= OBJECTIVE =
Substitute "Mark" for "Annotate" throughout the material below, and reproduce all other text without any change.

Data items
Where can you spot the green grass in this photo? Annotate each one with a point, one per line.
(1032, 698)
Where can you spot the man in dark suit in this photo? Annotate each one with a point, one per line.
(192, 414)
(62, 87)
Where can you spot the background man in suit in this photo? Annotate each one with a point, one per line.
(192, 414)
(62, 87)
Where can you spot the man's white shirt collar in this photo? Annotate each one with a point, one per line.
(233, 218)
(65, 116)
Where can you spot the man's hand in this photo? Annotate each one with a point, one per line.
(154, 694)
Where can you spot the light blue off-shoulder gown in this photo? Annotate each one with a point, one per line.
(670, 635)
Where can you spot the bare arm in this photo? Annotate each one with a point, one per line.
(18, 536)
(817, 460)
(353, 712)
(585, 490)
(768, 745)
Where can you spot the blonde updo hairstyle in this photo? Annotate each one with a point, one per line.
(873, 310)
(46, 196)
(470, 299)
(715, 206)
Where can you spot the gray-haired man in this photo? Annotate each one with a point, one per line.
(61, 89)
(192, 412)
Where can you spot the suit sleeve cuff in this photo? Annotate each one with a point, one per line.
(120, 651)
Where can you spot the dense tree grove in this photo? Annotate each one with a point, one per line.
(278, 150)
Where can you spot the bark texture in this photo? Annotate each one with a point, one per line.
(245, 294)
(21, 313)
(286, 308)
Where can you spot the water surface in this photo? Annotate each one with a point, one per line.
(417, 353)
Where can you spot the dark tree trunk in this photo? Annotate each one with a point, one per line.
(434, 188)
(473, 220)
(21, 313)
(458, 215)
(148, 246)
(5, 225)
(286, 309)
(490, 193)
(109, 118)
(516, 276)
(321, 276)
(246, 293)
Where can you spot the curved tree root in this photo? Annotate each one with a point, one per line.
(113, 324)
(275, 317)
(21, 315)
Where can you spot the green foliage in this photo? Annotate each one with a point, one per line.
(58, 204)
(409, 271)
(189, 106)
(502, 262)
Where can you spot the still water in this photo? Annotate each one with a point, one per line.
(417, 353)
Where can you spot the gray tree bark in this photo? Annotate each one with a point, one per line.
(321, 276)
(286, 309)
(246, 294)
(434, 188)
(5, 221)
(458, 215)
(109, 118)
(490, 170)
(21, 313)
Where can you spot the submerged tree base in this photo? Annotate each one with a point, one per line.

= RESPONSE =
Where can you spot the green grass in this photo? Mark each one with a point, one per line.
(1032, 698)
Where can you spot the man in dark suit in this photo? Mark each one with a point, one per line.
(192, 414)
(62, 87)
Where can you spot the background man in suit in this photo? Mark each one with a point, one per line.
(192, 414)
(62, 87)
Where can you spot the man's white shirt collar in this photo? Mark each one with a point, one per line.
(233, 218)
(65, 116)
Where can you spot the man's hand in this photo? Mark each one with a point, one per line.
(154, 694)
Where can you spot the light blue off-shoulder gown in this photo? Mark each one with a point, one per line.
(670, 635)
Where can you spot the bare arm in this photo? Mark each one with a point, one per line.
(18, 536)
(817, 460)
(353, 712)
(585, 490)
(768, 745)
Where can you spot the blonde updo hairstyle in this photo? Mark each one with a point, one per line.
(873, 310)
(46, 196)
(470, 299)
(715, 206)
Where can you spot the gray-haired man in this photo? Mark each one with a point, one per line.
(61, 89)
(192, 412)
Where can you spot the suit sleeve cuff in this photo? Mark each one with a point, one per line.
(120, 651)
Where can you spot the dense tree grove in this photo? Mark each one with a point, one per line.
(278, 150)
Where can you spot the bark texture in this photo? Mark each one with a point, one per line.
(245, 294)
(21, 313)
(286, 308)
Where can you spot the water surface in this photo? Mark each one with a point, one per line.
(417, 353)
Where can you spot the dark tree trunk in this photo? Mark each one with a point, one per line.
(434, 188)
(473, 220)
(21, 313)
(458, 215)
(148, 246)
(5, 225)
(286, 309)
(490, 193)
(109, 118)
(516, 276)
(321, 276)
(246, 293)
Where can you spot the curved tree root in this photo? Mark each one with a point, one per line.
(113, 324)
(275, 317)
(21, 315)
Where can you spot the green foliage in this photo? Mark each one with a point, one per line.
(58, 204)
(409, 271)
(189, 106)
(502, 262)
Where can you spot the still water in this photo? Mark each one with a point, one per line.
(417, 353)
Where can you spot the gray tree bark in this photo? Mark each one with a point, one per line.
(321, 276)
(286, 309)
(246, 294)
(434, 188)
(5, 221)
(458, 215)
(109, 118)
(490, 170)
(21, 313)
Where can you spot the submerged tree base in this photo? Mark each one with a point, one per line.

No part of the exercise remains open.